## Document segment
■ ■ ■ ■ ■

# Agents for Immigration to Canada



## Misha05 (Jan 21, 2016)

Hello,

Could you please advice on reliable agents in Delhi/Noida area for Immigration to Canada?
Also, how genuine and effective are the services of ISA Global, headquartered in Noida ?

Thanks.


----------



## colchar (Oct 25, 2011)

Misha05 said:


> Could you please advice on reliable agents in Delhi/Noida area for Immigration to Canada?


Why pay for something that you can do yourself?




> Also, how genuine and effective are the services of ISA Global, headquartered in Noida ?



Why not try Googling the info?


----------



## JT9688 (Jan 19, 2016)

Very few immigration counsel have agents in India. Agents are not allowed to provide any immigration advice. All they are legally able to do are suppose to give you the name of counsel.

I suggest you look at ICCRC website and find someone there. If they are listed on this website they are legitimate immigration consultants and can legally work on your file.

Regards

JT9688


----------



## snb (Nov 8, 2015)

Misha05 said:


> Hello,
> 
> Could you please advice on reliable agents in Delhi/Noida area for Immigration to Canada?
> Also, how genuine and effective are the services of ISA Global, headquartered in Noida ?
> ...


Please avoid agents! My personal experience was quite bad. Most of the agents don't know how things work. Finally you end up doing everything on your own.

After interacting with them few times with my agents I stopped taking their suggestions and did everything on my own. All they do is send some links which are already available online. This forum is many times better than any agent. If you can spend a few minutes here on this forum everyday , you don't need agents that is my experience !

■ ■ ■ ■ ■

## Stored data
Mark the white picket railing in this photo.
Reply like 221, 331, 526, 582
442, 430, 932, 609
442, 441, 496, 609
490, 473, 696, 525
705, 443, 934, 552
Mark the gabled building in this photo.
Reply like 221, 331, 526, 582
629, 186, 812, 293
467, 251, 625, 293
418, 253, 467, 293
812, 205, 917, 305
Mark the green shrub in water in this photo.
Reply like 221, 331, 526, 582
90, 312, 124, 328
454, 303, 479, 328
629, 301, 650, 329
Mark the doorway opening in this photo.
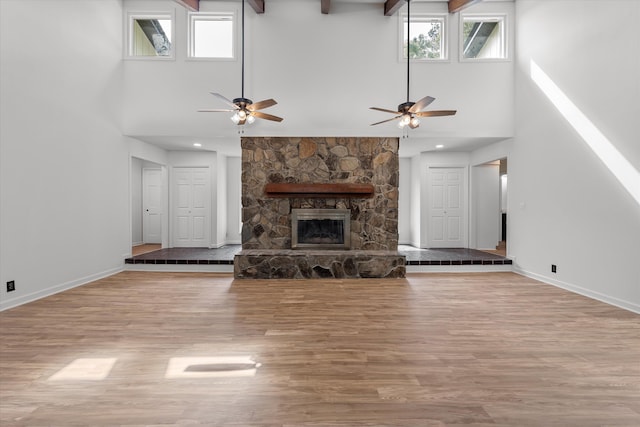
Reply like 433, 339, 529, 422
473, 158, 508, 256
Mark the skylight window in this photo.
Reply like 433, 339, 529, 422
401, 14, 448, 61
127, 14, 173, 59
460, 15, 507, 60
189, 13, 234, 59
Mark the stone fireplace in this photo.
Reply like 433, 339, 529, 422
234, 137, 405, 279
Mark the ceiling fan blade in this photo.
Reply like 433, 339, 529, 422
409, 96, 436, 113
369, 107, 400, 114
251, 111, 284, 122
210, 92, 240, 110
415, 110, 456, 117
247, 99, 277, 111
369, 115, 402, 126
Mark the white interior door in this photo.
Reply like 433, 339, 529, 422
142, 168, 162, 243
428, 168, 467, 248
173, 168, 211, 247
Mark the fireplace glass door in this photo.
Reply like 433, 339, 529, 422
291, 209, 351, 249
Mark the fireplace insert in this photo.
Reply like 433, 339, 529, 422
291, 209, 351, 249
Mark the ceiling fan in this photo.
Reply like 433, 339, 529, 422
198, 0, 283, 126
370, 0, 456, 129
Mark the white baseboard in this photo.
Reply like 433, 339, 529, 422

■ ■ ■ ■ ■

Continue the forum thread above about immigration agents for Canada, picking up after its last post.

## Final answer
----------



## JT9688 (Jan 19, 2016)

snb said:


> Please avoid agents! My personal experience was quite bad. Most of the agents don't know how things work. Finally you end up doing everything on your own.
> 
> After interacting with them few times with my agents I stopped taking their suggestions and did everything on my own. All they do is send some links which are already available online. This forum is many times better than any agent. If you can spend a few minutes here on this forum everyday , you don't need agents that is my experience !


That is correct, Agents are not the authorized representatives. Besides the only people legally allowed to be paid doing Canadian immigration law are ICCRC licensed representatives and Canadian lawyers who are members of the Canadian Bar Association as well as MICC representatives. 

As indicated above, they must be listed on ICCRC or the Canadian Bar Association and be Canadian PRs or citizens. If not, then they are not legally allowed to do any work for you.

Yes you can do things yourself but I will say that if you do things wrong you will end up paying twice as much to get things fixed. 

If you are paying so much money to move to Canada, is the professional fee you pay your representative going to mean that much more to you.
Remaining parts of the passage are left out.